### Data provided
::::::

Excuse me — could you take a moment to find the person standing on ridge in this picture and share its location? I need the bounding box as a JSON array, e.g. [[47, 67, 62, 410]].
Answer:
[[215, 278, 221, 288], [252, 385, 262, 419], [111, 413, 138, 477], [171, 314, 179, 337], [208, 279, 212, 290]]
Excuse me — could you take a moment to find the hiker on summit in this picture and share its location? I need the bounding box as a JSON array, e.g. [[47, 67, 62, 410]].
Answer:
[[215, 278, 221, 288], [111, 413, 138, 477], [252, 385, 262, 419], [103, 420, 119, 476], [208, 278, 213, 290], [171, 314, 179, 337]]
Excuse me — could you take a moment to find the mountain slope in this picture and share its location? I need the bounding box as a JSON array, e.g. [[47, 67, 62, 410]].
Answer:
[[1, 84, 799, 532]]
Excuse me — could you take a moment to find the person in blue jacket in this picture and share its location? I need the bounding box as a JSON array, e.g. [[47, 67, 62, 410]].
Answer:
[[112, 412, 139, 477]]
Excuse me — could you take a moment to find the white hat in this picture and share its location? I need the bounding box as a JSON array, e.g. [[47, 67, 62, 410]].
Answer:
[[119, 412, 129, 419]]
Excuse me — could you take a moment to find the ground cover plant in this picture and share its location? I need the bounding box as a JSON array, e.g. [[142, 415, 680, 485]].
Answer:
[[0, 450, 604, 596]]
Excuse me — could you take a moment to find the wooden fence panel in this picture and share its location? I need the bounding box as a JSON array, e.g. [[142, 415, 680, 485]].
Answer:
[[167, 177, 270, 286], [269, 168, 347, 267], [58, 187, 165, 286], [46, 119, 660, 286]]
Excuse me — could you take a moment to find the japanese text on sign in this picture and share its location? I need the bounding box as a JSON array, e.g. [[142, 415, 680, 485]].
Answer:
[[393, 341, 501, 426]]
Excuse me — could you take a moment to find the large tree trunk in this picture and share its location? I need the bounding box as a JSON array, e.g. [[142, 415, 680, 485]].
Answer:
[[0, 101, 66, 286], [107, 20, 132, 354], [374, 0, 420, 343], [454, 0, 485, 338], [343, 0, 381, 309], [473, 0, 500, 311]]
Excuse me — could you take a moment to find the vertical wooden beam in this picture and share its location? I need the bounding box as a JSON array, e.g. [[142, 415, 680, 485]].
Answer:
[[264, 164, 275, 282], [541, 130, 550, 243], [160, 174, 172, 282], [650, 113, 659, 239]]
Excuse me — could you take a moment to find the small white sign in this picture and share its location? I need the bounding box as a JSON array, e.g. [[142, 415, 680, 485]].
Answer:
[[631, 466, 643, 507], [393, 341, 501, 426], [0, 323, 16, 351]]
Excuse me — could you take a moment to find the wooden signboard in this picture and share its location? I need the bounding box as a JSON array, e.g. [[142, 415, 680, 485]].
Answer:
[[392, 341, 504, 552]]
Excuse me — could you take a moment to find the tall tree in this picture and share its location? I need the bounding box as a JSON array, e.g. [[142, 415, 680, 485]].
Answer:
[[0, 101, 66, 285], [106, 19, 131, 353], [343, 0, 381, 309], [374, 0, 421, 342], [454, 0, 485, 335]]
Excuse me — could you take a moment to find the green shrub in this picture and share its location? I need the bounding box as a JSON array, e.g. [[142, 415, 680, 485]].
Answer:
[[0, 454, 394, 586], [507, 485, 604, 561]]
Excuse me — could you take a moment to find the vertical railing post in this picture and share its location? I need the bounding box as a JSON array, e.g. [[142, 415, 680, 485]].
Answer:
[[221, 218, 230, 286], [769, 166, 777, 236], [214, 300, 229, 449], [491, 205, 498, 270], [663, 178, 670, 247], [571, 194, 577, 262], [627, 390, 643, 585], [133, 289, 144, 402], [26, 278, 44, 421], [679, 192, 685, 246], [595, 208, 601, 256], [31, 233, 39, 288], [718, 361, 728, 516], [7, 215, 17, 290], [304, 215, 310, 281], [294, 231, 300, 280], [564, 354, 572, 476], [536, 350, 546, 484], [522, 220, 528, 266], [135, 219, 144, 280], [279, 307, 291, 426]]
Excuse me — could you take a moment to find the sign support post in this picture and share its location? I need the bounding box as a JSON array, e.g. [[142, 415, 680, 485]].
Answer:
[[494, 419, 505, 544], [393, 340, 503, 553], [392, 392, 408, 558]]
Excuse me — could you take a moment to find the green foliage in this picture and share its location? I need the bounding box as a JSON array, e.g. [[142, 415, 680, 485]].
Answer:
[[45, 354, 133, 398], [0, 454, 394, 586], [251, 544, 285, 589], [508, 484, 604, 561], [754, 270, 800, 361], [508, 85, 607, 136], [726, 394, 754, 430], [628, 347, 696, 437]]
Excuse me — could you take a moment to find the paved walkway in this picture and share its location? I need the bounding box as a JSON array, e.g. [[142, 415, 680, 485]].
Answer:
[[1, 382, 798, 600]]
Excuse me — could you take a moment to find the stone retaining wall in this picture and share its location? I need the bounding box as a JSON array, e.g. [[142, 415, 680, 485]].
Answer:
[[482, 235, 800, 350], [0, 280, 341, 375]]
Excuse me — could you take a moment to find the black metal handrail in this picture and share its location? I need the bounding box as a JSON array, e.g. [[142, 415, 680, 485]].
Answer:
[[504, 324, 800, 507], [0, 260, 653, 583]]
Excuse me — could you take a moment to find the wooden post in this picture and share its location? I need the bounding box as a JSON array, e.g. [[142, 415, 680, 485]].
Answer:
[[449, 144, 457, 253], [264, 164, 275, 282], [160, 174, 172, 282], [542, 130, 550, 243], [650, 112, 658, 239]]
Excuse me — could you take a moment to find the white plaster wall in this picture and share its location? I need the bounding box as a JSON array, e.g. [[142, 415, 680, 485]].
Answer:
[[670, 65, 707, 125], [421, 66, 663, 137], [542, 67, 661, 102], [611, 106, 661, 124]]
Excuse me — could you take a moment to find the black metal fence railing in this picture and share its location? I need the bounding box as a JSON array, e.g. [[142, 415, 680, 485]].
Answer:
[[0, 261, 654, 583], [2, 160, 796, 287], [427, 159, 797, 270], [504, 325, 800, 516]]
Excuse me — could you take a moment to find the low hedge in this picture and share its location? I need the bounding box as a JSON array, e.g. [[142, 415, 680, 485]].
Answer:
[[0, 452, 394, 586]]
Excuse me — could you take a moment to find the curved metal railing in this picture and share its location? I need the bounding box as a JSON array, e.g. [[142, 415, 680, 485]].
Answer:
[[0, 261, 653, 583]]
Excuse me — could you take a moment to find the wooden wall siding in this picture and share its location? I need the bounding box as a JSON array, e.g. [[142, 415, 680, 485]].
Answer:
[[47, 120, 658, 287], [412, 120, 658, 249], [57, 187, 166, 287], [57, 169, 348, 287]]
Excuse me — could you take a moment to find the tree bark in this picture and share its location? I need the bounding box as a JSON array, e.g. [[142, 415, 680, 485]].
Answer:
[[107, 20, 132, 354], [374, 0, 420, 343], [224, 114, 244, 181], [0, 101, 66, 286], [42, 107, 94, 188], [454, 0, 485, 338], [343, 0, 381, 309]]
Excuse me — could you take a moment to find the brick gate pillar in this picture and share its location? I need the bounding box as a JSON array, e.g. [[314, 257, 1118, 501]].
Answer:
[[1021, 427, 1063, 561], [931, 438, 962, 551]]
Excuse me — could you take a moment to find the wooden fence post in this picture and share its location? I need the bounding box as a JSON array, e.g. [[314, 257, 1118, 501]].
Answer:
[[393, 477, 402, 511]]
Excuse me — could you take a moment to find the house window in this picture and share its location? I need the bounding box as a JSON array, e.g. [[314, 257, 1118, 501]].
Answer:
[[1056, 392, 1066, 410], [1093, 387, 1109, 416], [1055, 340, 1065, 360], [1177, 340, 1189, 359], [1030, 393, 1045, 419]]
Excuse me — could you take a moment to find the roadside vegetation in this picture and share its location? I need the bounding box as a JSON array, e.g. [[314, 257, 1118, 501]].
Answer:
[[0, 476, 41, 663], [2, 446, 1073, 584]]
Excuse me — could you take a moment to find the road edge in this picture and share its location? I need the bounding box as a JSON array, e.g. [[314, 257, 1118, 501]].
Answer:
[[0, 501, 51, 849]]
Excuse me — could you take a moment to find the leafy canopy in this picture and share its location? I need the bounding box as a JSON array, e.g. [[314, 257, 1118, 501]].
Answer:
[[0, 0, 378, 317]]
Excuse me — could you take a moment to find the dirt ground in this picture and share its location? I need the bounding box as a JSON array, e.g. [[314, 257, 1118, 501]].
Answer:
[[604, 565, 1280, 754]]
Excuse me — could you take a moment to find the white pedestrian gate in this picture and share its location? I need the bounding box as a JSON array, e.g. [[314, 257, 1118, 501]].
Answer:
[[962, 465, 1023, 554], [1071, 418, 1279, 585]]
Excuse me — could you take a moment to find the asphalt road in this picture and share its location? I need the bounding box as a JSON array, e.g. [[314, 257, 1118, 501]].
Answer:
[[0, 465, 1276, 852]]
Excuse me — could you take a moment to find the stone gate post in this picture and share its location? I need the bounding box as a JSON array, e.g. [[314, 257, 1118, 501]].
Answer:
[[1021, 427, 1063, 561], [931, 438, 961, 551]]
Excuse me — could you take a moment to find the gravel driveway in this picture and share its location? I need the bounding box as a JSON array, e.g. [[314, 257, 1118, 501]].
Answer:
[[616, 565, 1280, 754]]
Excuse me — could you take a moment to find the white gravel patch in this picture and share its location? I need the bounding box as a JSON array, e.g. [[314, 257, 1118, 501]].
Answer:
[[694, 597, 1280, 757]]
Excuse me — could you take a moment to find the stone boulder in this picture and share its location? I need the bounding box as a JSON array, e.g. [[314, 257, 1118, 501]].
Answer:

::::::

### What needs to be done
One number is the expected answer: the count of lines above that hold the word "white".

### Exercise output
5